▸ Onderdelen:
**A)** Beantwoord deze vragen over de tekst over het lage-inkomensvoordeel:
(i) Naar welk percentage van het wettelijke minimumloon moet de bovengrens van het gemiddelde uurloon per 2024 dalen?
(ii) Welke bedragen wil Van Gennip voor 2022 per verloond uur en maximaal per werknemer per jaar?
(iii) In welk jaar worden de tegemoetkomingen voor 2023 uitbetaald?
**B)** Schrijf uit de tekst over het lage-inkomensvoordeel letterlijk het stuk over vanaf "Minister Van Gennip van Sociale Zaken en Werkgelegenheid wil" tot en met "nota van wijziging.".
**C)** Hoe gaat de tekst over het lage-inkomensvoordeel verder? Vervolg hem na de laatste zin die er staat.

▸ Aangeleverde tekst:
Tijdelijke verhoging LIV in 2022 en 2023

9 november 2022 | Door redactie

Minister Van Gennip van Sociale Zaken en Werkgelegenheid wil de tegemoetkoming van het lage-inkomensvoordeel (LIV) verhogen voor 2022 en 2023. Ook moet de bovengrens van het gemiddelde uurloon dalen van 125% naar 116% van het wettelijke minimumloon per 2024. Dat blijkt uit een nota van wijziging.

Lees ook het nieuwsartikel Tijdelijke verhoging van LIV is beperkt

Het lage-inkomensvoordeel (LIV) is – net als het jeugd-LIV en de loonkostenvoordelen (LKV’s) uit de Wet tegemoetkomingen loondomein (WTL) – een tegemoetkoming die werkgevers kunnen ontvangen per verloond uur als hun werknemers aan bepaalde voorwaarden voldoen. In een nota van wijziging maakte minister Van Gennip van Sociale Zaken en Werkgelegenheid bekend dat ze de LIV op twee punten wil wijzigen.

Tegemoetkoming tijdelijk omhoog in 2022 en 2023

De eerste wijziging is een tijdelijke verhoging van de tegemoetkoming in 2022 en 2023. Voor 2022 kunnen werkgevers nu per werknemer € 0,49 per verloond uur ontvangen, en maximaal € 960 per jaar. Maar Van Gennip wil deze bedragen voor 2022 – met terugwerkende kracht – verhogen naar € 0,78 per verloond uur en maximaal € 1.520 per werknemer per jaar. En voor 2023 moet dat € 0,63 per uur en maximaal € 1.242 worden. De tegemoetkomingen voor 2022 worden uitbetaald in 2023 en die voor 2023 in 2024.

▸ Items:
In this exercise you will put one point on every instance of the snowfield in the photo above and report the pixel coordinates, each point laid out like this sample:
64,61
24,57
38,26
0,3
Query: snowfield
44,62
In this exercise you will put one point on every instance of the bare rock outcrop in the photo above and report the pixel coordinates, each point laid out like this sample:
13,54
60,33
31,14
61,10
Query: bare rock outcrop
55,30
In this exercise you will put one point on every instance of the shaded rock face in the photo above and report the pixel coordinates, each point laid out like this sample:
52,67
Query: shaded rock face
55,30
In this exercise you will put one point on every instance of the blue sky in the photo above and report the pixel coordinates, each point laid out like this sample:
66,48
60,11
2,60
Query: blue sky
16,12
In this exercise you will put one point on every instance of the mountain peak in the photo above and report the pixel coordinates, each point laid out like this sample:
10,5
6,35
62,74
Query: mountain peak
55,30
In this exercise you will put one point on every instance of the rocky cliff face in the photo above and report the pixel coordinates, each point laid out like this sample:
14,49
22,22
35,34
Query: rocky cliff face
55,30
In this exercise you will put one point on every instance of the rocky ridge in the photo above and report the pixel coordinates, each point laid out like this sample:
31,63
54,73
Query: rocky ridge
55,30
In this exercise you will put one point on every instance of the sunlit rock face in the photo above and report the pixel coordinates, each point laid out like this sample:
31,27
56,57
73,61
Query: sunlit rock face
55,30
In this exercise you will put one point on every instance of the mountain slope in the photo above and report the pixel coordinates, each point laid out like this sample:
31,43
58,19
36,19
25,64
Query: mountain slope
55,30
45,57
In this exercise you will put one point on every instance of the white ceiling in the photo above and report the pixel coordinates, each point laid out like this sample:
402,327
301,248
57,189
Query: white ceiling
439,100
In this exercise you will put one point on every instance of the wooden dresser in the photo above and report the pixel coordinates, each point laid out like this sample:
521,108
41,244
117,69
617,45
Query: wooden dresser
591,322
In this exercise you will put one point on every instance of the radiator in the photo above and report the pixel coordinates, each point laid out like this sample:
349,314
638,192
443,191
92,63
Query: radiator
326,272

▸ Antwoorden per opdracht:
**A)**
(i) 116% van het wettelijke minimumloon.
(ii) € 0,78 per verloond uur en maximaal € 1.520 per werknemer per jaar.
(iii) In 2024.

**B)**
Minister Van Gennip van Sociale Zaken en Werkgelegenheid wil de tegemoetkoming van het lage-inkomensvoordeel (LIV) verhogen voor 2022 en 2023. Ook moet de bovengrens van het gemiddelde uurloon dalen van 125% naar 116% van het wettelijke minimumloon per 2024. Dat blijkt uit een nota van wijziging.

**C)**
Met de wijziging komt het kabinet werkgevers gedeeltelijk tegemoet voor de hogere kosten als gevolg van de bijzondere verhoging van het minimumloon per 1 januari 2023, ook omdat deze verhoging sneller wordt doorgevoerd dan in het coalitieakkoord was voorgenomen.

Lees ook het nieuwsartikel Bovengrens uurlooncriterium LIV daalt mogelijk per 2024 

Bovengrens gemiddeld uurloon gaat per 2024 omlaag

Eén van de voorwaarden voor het krijgen van LIV is dat een werknemer een gemiddeld uurloon heeft van minimaal 100% en maximaal 125% van het wettelijk minimumloon. De tweede wijziging die Van Gennip voorstelt is een verlaging van die bovengrens van 125% naar 116% voor 2024. De verlaging heeft effect op de uitbetaalde tegemoetkoming in 2025.
De bovengrens zal zelfs dalen naar 104% als het initiatiefwetsvoorstel voor invoering van het minimumuurloon per 1 januari 2024 in werking treedt.

Per 2025 wordt het LIV (en jeugd-LIV) afgeschaft als gevolg van de hervorming van het pensioenstelsel.